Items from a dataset
== Segment start ==

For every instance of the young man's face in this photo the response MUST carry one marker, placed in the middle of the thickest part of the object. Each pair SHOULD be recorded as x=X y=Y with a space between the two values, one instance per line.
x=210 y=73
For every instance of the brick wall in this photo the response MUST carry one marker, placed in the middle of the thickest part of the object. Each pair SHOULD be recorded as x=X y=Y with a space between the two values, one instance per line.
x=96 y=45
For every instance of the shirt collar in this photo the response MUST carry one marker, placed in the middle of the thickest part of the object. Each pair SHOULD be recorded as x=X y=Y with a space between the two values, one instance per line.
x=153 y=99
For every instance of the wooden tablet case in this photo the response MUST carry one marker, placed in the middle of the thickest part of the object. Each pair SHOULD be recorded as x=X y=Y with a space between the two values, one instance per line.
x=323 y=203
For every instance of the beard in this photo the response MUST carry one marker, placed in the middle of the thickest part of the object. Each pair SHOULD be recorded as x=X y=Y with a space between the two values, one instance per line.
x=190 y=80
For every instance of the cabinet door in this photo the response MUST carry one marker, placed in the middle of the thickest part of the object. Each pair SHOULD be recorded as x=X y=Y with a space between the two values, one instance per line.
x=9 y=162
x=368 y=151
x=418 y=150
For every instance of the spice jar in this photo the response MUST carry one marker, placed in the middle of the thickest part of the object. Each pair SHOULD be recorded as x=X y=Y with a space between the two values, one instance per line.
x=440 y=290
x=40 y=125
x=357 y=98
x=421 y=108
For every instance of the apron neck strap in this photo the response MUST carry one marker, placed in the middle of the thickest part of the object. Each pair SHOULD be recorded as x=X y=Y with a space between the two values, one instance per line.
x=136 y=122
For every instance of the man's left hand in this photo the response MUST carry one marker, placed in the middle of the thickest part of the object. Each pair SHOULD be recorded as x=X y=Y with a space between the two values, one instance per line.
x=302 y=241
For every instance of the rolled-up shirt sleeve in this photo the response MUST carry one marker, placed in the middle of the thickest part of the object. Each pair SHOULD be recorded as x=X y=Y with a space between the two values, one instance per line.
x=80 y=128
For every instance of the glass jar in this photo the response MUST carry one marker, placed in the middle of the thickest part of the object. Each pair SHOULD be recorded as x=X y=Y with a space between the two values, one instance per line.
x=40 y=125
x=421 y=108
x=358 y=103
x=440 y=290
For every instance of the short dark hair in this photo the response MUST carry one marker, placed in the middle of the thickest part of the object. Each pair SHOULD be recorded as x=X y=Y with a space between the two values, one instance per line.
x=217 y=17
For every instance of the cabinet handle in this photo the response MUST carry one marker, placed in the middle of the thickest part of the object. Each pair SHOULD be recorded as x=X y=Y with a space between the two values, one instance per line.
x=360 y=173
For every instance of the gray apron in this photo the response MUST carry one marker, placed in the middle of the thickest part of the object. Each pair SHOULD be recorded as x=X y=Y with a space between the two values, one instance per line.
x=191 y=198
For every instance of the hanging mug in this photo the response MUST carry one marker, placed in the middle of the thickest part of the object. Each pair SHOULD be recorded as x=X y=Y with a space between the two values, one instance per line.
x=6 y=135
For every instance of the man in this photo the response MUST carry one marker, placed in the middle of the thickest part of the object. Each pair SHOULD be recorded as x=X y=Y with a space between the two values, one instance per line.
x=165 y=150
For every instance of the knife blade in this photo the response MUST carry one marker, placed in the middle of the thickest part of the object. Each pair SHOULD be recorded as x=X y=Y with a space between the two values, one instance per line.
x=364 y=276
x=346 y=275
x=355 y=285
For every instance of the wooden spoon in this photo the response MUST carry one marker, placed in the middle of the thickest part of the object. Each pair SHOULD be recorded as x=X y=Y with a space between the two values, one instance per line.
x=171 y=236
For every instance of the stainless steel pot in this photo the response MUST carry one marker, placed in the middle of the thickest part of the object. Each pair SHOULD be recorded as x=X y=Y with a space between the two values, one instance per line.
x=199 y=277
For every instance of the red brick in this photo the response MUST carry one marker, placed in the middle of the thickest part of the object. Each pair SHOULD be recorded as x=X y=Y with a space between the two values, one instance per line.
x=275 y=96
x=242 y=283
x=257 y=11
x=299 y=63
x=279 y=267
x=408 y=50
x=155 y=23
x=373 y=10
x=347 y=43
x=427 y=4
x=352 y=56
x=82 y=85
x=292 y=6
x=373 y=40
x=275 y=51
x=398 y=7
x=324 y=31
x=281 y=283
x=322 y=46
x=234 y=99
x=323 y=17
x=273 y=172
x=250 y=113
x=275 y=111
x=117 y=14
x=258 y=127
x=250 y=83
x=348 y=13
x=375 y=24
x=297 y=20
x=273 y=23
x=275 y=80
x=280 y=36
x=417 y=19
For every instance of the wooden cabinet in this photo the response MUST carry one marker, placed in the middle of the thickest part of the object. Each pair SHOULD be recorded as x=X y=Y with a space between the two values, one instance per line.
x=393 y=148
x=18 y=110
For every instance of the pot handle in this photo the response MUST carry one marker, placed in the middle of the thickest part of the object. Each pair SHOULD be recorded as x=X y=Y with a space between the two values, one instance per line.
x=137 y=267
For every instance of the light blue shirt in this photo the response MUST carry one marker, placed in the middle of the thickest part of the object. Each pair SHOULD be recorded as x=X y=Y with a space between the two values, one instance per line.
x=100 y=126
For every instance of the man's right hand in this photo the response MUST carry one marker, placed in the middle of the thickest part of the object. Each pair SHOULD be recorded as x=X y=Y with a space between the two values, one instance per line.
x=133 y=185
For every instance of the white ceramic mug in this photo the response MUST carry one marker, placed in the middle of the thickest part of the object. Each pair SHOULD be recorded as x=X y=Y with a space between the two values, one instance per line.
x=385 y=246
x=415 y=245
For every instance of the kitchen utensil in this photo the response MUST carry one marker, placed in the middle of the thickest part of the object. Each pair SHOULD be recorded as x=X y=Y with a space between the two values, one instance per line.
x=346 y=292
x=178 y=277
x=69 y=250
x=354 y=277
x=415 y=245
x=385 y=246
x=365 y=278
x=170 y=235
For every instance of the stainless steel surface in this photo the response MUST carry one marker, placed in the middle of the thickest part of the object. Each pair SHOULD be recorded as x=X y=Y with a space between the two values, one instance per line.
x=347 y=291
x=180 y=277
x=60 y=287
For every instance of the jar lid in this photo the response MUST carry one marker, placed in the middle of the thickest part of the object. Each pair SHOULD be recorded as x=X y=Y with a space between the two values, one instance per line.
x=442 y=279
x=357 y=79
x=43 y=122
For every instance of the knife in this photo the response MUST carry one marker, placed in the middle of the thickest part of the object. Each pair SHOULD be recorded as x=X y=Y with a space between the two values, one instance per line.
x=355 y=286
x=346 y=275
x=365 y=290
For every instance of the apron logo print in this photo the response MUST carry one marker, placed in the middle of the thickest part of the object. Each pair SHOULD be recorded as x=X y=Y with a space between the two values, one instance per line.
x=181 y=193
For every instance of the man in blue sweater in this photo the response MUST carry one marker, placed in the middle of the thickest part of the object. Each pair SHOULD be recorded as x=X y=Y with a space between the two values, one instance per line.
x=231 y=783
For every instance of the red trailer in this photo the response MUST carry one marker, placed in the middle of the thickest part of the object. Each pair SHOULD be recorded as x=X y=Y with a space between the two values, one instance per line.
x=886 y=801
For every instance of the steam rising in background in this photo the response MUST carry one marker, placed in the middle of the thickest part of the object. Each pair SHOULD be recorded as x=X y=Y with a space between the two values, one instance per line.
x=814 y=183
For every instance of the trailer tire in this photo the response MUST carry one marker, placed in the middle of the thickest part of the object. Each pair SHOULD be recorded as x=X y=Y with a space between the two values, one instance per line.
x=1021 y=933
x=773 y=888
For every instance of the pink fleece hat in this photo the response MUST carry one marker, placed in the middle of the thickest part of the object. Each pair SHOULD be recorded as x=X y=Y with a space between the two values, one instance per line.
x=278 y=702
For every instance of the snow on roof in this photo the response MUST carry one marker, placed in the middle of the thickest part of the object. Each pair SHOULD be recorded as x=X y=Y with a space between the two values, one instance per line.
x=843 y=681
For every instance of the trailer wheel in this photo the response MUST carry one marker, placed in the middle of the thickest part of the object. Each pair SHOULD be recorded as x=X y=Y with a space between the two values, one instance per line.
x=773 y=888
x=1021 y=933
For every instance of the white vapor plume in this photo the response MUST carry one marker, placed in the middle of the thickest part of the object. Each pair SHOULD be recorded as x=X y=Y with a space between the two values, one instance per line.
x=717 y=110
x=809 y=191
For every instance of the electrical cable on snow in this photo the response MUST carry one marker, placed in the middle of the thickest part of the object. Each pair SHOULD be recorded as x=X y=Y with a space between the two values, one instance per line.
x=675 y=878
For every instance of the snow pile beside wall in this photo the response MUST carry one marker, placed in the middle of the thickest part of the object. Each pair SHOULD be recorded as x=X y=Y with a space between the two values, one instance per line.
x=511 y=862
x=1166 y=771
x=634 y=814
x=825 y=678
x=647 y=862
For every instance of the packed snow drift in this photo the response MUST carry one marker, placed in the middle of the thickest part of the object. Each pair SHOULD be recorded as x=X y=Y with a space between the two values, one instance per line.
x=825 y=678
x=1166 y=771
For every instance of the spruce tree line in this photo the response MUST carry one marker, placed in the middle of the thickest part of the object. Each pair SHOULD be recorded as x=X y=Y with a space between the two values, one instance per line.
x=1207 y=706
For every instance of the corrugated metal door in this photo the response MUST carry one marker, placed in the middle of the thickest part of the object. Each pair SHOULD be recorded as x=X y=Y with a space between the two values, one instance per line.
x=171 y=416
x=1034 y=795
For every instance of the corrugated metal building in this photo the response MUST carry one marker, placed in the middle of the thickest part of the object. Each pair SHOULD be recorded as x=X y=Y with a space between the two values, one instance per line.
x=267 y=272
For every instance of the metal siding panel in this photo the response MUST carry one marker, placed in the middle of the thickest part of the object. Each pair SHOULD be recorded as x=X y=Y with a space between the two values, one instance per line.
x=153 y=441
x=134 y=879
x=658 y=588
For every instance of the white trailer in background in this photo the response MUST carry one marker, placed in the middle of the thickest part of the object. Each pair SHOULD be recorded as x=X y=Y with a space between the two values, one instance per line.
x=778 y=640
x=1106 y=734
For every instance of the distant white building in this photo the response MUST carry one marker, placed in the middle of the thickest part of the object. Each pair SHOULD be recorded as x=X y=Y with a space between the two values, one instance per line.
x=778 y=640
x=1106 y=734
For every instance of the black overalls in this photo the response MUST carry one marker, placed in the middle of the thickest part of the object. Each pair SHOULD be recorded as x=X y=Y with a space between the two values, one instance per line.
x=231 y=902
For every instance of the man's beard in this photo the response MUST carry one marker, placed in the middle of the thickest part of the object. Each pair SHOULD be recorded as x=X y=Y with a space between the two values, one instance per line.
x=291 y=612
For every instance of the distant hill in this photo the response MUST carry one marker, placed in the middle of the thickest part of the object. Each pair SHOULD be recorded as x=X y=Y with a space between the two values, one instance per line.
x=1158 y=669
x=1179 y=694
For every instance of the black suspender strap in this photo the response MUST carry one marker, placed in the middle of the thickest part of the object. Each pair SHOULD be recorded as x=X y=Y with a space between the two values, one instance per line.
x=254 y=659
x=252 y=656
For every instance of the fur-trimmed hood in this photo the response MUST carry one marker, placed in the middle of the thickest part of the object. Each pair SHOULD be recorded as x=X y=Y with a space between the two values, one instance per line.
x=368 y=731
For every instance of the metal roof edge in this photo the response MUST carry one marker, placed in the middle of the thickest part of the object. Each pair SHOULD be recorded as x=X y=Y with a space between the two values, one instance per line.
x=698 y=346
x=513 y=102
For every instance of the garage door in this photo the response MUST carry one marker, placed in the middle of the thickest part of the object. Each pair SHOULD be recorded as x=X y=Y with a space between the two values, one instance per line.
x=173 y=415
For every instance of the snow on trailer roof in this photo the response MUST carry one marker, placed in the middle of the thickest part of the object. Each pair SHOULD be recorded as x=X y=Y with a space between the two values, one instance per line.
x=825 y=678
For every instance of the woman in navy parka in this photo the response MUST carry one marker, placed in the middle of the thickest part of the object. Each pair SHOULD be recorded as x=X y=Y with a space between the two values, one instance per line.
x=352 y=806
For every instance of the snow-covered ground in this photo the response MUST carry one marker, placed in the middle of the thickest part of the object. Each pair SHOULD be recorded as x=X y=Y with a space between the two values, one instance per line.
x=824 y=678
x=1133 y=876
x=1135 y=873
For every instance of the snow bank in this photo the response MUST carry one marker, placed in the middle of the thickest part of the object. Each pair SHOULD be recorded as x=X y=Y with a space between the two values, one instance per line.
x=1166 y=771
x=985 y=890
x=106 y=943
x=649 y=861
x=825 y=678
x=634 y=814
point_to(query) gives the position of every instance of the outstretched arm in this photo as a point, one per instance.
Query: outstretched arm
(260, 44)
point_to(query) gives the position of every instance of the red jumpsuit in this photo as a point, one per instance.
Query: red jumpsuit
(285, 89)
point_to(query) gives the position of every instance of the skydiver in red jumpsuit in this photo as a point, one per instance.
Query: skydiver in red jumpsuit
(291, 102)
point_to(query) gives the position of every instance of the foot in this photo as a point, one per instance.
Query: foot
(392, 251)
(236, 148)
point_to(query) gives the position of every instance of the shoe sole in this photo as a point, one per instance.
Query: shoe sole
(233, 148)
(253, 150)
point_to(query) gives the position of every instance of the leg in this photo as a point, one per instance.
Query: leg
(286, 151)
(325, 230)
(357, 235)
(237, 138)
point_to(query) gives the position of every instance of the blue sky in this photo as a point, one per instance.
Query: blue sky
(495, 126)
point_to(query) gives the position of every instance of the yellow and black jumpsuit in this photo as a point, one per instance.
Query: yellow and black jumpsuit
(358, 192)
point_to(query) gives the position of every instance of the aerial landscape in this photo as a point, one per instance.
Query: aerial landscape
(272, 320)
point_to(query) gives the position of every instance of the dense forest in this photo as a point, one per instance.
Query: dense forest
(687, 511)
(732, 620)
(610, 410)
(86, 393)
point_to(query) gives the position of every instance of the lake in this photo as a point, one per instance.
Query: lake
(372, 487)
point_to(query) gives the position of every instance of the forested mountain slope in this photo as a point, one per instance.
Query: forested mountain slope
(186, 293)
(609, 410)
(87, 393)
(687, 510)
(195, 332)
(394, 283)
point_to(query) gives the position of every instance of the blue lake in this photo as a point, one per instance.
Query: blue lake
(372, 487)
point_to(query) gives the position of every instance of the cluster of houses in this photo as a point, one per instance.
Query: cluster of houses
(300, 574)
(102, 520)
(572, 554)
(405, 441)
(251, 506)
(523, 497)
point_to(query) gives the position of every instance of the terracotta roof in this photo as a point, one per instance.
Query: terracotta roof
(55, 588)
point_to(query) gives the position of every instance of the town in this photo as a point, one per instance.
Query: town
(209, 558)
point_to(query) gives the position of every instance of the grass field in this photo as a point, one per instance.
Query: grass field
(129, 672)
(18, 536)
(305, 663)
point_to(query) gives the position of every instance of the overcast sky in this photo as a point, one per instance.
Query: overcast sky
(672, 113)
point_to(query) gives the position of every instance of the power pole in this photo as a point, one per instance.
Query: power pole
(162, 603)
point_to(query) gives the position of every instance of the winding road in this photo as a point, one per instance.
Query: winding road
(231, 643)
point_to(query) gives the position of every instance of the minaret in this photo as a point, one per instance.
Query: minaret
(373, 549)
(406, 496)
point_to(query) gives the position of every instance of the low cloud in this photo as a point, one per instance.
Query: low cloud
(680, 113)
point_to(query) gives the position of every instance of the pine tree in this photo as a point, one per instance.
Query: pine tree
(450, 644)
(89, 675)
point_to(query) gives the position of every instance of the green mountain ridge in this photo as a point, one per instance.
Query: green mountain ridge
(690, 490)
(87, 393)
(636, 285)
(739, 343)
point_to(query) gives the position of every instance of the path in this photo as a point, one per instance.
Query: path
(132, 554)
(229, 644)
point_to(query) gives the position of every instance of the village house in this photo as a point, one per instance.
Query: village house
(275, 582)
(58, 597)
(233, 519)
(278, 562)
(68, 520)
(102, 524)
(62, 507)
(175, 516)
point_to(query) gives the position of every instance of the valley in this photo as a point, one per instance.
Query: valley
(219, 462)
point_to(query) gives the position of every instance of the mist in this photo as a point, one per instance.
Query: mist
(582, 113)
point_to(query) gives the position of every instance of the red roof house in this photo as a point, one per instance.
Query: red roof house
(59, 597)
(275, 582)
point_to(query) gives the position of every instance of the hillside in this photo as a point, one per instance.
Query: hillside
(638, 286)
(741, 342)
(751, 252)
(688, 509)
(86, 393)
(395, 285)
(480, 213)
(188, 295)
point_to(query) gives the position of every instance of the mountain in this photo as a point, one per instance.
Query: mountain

== Segment end ==

• [About this task]:
Above are the entries. Copy exactly the part that opens with the line containing "Query: forested mountain slope" and closes with the line containing "of the green", and no more.

• [Completed task]:
Query: forested mountain slope
(186, 293)
(609, 410)
(87, 393)
(687, 510)
(195, 332)
(394, 283)
point_to(query) gives the position of every instance of the blue lake in this photo as a point, one per instance.
Query: blue lake
(372, 487)
point_to(query) gives the position of every instance of the cluster of houses in this photo as a point, one per instance.
Query: cluster of houses
(300, 574)
(102, 520)
(572, 554)
(405, 441)
(251, 506)
(523, 497)
point_to(query) gives the position of every instance of the terracotta roof in this photo as a point, one per instance.
Query: terracotta roof
(55, 588)
point_to(query) gives the position of every instance of the town in this photo as a point, one per instance.
Query: town
(209, 558)
point_to(query) gives the position of every instance of the grass field in this photo as a point, one per instance.
Query: grass field
(129, 672)
(18, 536)
(305, 663)
point_to(query) gives the position of every instance of the overcast sky in this photo as a point, one per instance.
Query: overcast sky
(672, 113)
point_to(query) gives the position of every instance of the power pole in this photo as a point, one per instance.
Query: power pole
(162, 603)
point_to(query) gives the position of every instance of the winding road in this photo as a point, one per instance.
Query: winding road
(231, 643)
point_to(query) gives the position of every instance of the minaret in this photo as a point, one per instance.
Query: minaret
(373, 549)
(406, 496)
point_to(query) gives the position of every instance of the low cloud in this photo as a point, one per instance.
Query: low cloud
(680, 113)
point_to(query) gives the position of every instance of the pine tree in this photo as a point, one per instance.
Query: pine tree
(450, 644)
(89, 675)
point_to(query) gives the position of every instance of the green mountain ridge in this photo as a point, one per instance.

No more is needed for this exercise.